### SET EXERCISE
Output the entries from the line containing "[tag] shadowed ravine" through the end of the entries as a two-column CSV headed label_text and points. Give one row per entry, with each field in quotation marks and its line breaks turned into spaces.

Location labeling entries:

☆ ☆ ☆ ☆ ☆

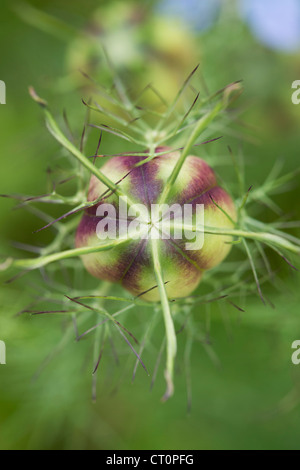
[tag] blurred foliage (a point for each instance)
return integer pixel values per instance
(252, 401)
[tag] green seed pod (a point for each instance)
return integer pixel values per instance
(195, 191)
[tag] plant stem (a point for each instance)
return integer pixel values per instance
(169, 325)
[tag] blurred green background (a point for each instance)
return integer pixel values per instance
(252, 400)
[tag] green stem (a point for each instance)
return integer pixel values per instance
(268, 238)
(169, 325)
(44, 260)
(198, 129)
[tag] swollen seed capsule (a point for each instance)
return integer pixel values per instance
(185, 254)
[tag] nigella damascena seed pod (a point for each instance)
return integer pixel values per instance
(194, 200)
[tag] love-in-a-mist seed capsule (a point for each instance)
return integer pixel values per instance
(131, 263)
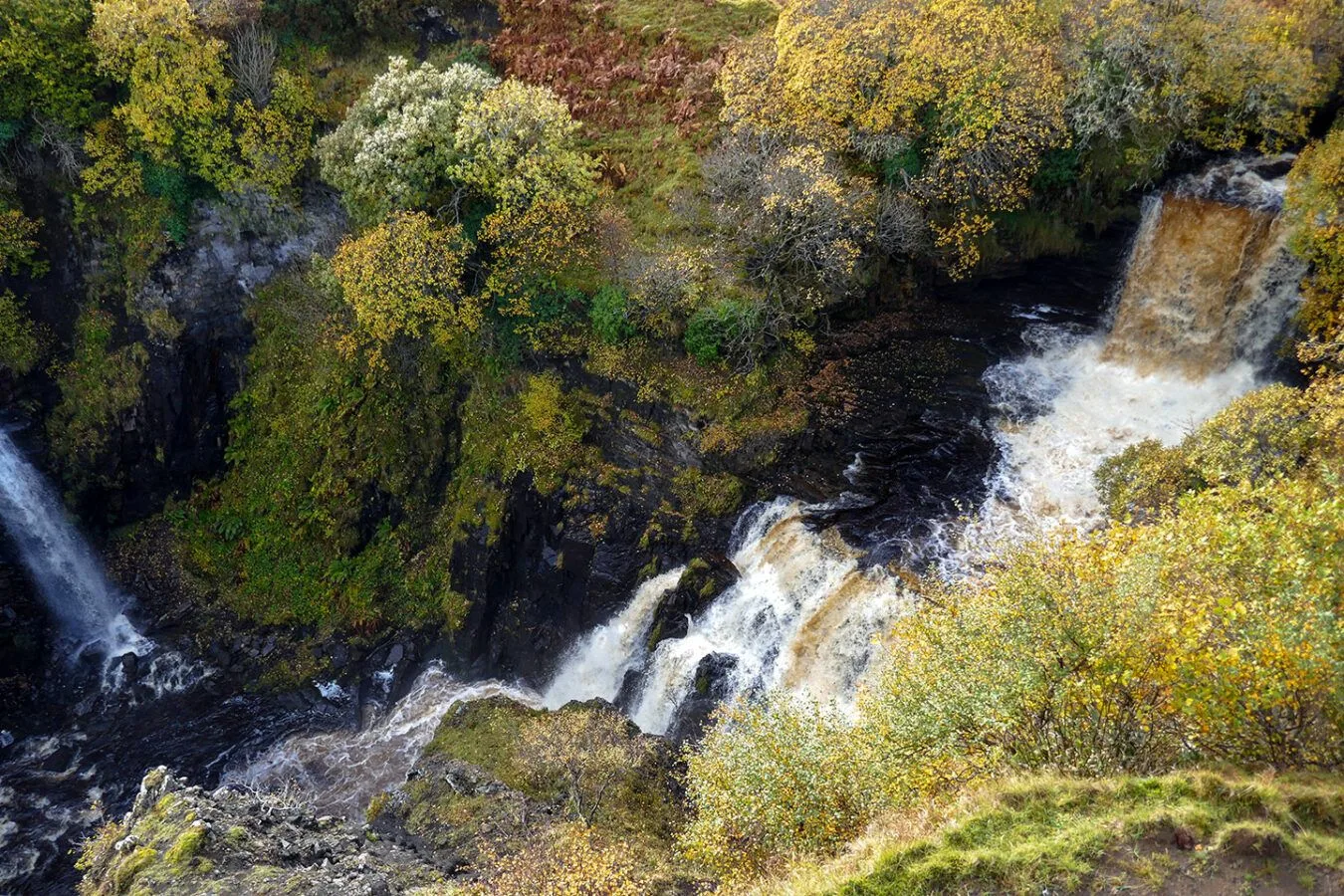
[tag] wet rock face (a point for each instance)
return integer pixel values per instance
(179, 838)
(191, 318)
(711, 688)
(548, 575)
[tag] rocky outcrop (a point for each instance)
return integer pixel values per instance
(191, 316)
(179, 838)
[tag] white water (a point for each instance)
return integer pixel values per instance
(340, 772)
(1209, 287)
(597, 665)
(88, 608)
(801, 617)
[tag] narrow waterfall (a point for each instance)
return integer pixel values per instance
(598, 664)
(1207, 289)
(340, 772)
(89, 610)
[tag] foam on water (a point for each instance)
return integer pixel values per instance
(340, 772)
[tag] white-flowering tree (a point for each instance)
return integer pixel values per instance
(398, 145)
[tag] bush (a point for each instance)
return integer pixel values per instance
(729, 330)
(1260, 435)
(326, 514)
(1210, 635)
(19, 346)
(99, 384)
(403, 278)
(588, 750)
(769, 781)
(1144, 481)
(609, 314)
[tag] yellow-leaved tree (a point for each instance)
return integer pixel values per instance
(403, 278)
(957, 100)
(177, 109)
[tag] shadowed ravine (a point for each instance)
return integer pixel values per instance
(1041, 392)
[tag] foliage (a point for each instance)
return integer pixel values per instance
(767, 782)
(46, 62)
(609, 314)
(568, 860)
(518, 149)
(1144, 480)
(97, 384)
(1209, 635)
(398, 142)
(1316, 211)
(275, 138)
(18, 247)
(1050, 833)
(591, 750)
(729, 330)
(177, 108)
(971, 92)
(19, 342)
(403, 278)
(326, 514)
(799, 222)
(1271, 433)
(1145, 77)
(19, 345)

☆ ☆ ☆ ☆ ☆

### THE SOLUTION
label_text,points
"[tag] shadowed ravine (a point for each instance) return integer pixel values per instance","(1041, 392)"
"[tag] foliage (a point for each instance) return integer pixel values per instance","(767, 782) (46, 62) (609, 314) (568, 860) (518, 149) (1144, 480) (97, 384) (1209, 635) (398, 142) (1316, 211) (275, 138) (18, 247) (1050, 833) (591, 750) (729, 330) (177, 108) (971, 92) (19, 342) (403, 278) (326, 514) (799, 222) (1271, 433) (1145, 77) (19, 345)"